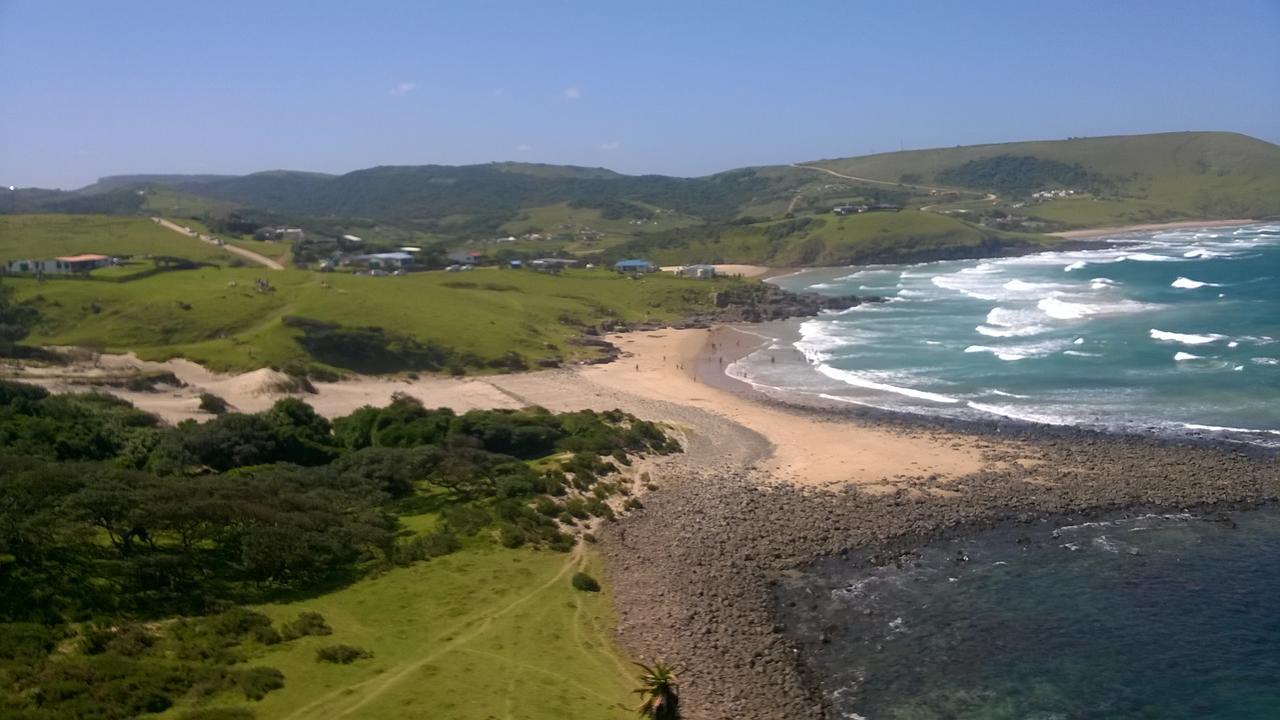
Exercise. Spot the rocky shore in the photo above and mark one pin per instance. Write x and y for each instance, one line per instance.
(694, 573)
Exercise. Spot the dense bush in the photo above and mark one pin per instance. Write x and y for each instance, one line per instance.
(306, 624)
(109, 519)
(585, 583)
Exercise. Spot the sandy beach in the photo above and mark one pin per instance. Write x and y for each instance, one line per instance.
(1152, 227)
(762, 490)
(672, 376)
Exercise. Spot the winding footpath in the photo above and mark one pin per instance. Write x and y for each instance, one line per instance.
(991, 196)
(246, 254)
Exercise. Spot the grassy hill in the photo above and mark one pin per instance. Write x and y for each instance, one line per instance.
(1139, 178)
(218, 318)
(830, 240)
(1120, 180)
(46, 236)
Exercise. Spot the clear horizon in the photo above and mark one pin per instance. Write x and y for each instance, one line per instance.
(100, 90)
· · · · · · ·
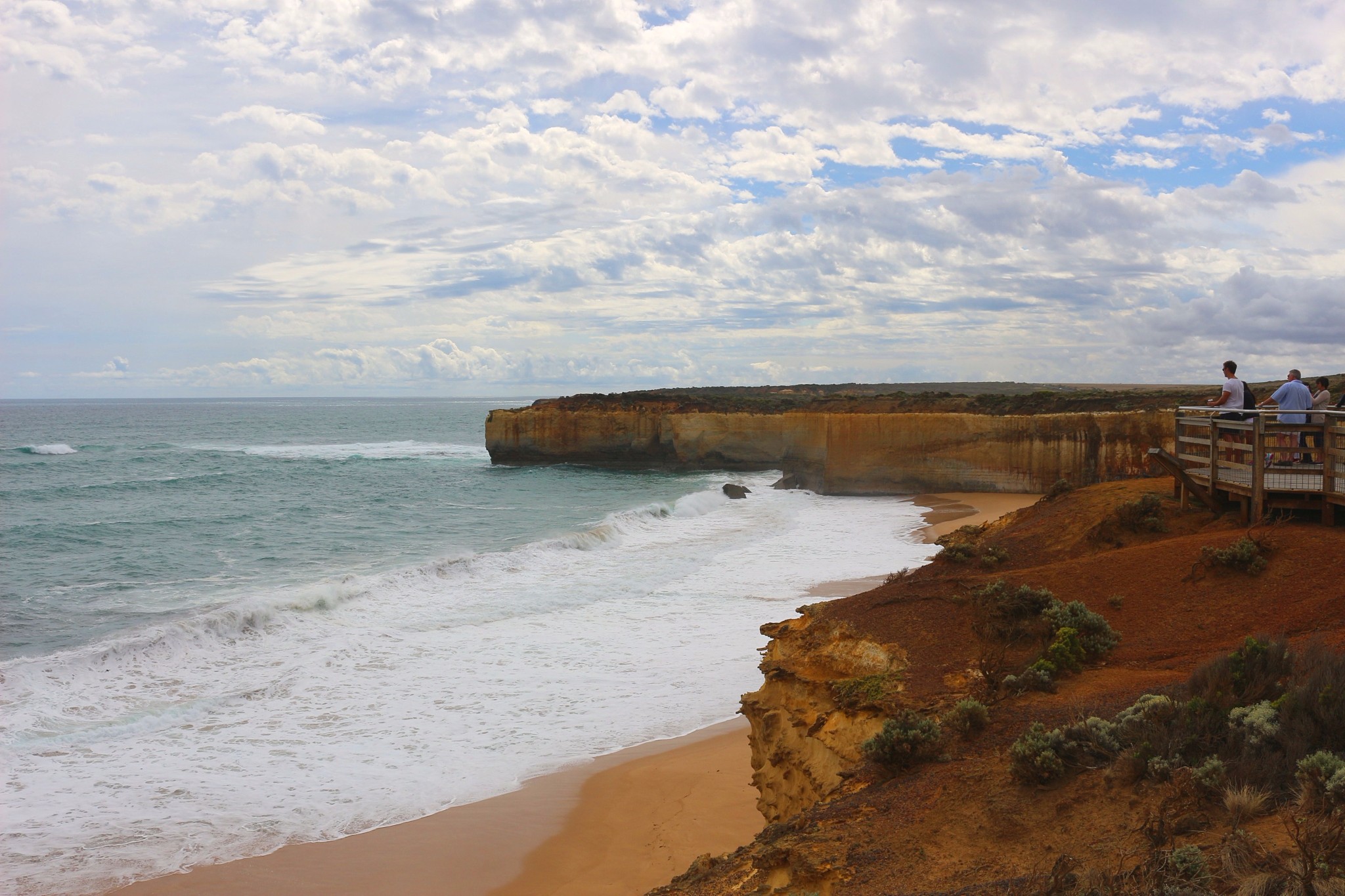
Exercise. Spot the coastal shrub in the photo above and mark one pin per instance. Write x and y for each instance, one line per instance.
· · · · · · ·
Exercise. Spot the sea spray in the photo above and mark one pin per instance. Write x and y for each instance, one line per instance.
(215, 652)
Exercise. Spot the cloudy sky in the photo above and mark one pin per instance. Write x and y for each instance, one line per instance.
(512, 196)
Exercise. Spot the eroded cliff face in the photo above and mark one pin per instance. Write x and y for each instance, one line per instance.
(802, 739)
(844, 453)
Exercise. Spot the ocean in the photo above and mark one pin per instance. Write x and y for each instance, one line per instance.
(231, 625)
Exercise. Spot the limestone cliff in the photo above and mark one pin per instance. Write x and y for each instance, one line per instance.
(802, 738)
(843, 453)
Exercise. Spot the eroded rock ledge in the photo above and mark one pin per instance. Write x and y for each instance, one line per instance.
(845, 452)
· · · · · · ·
Given request: Gather each line in the records above that contains the string "eroded" and copy those lines in full. Case counts.

Answer to the problem:
Exercise. Spot the eroded cliff face in the photo above and mark one pin per instance. Write x and y for each instance, one line per instance.
Exercise. Spot the eroded rock ledge in the photo above and mark one pin per instance. Write x and y for each instance, one line per instance.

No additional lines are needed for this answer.